Report only how many lines below include "dark".
***** Input records *****
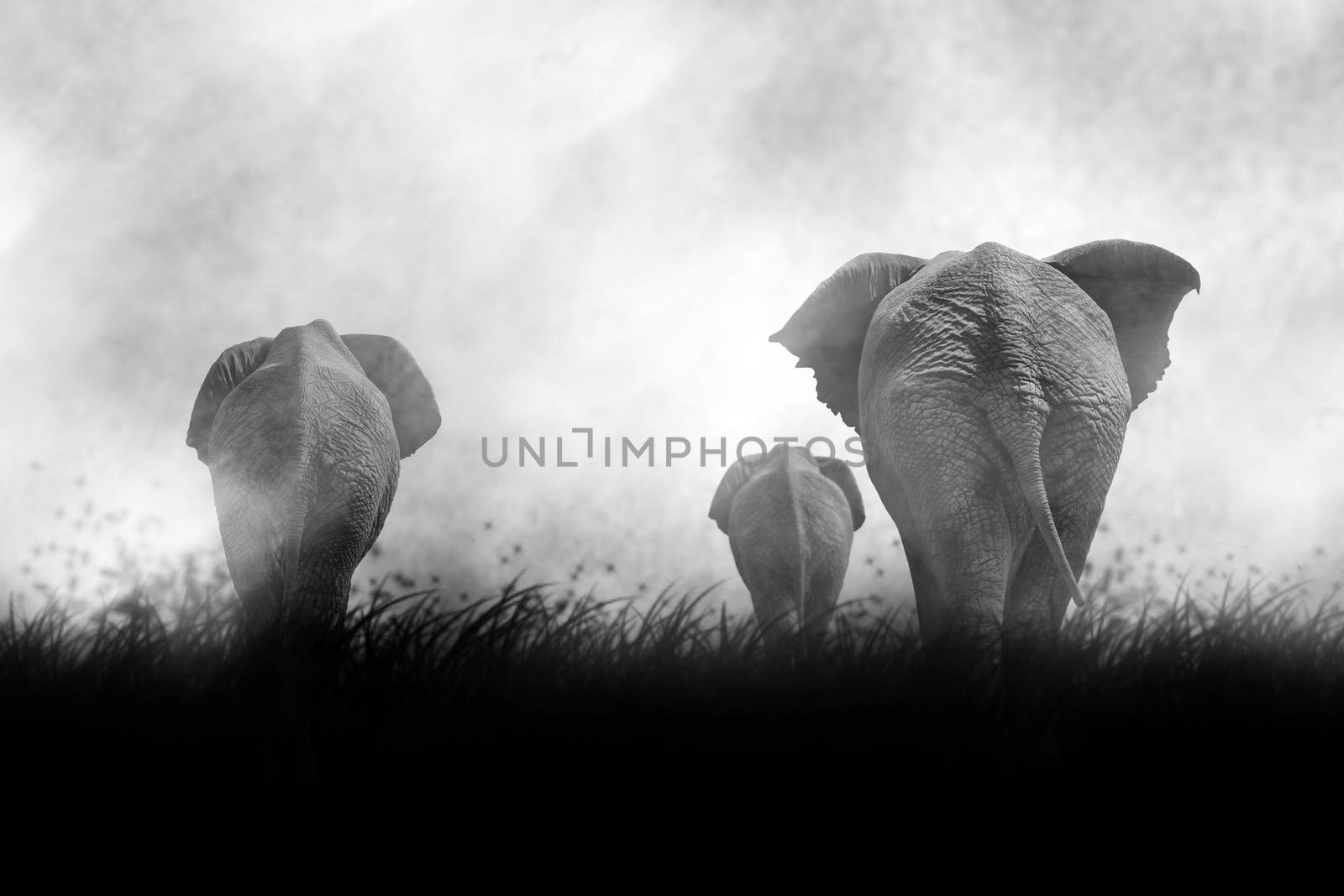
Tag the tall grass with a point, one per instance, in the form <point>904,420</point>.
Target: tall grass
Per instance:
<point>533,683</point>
*****
***** Input records *****
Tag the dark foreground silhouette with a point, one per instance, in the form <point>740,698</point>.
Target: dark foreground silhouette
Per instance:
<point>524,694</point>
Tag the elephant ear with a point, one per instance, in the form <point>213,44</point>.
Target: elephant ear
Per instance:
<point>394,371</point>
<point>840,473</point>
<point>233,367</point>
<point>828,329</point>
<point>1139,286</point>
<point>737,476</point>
*****
Response to the exercise:
2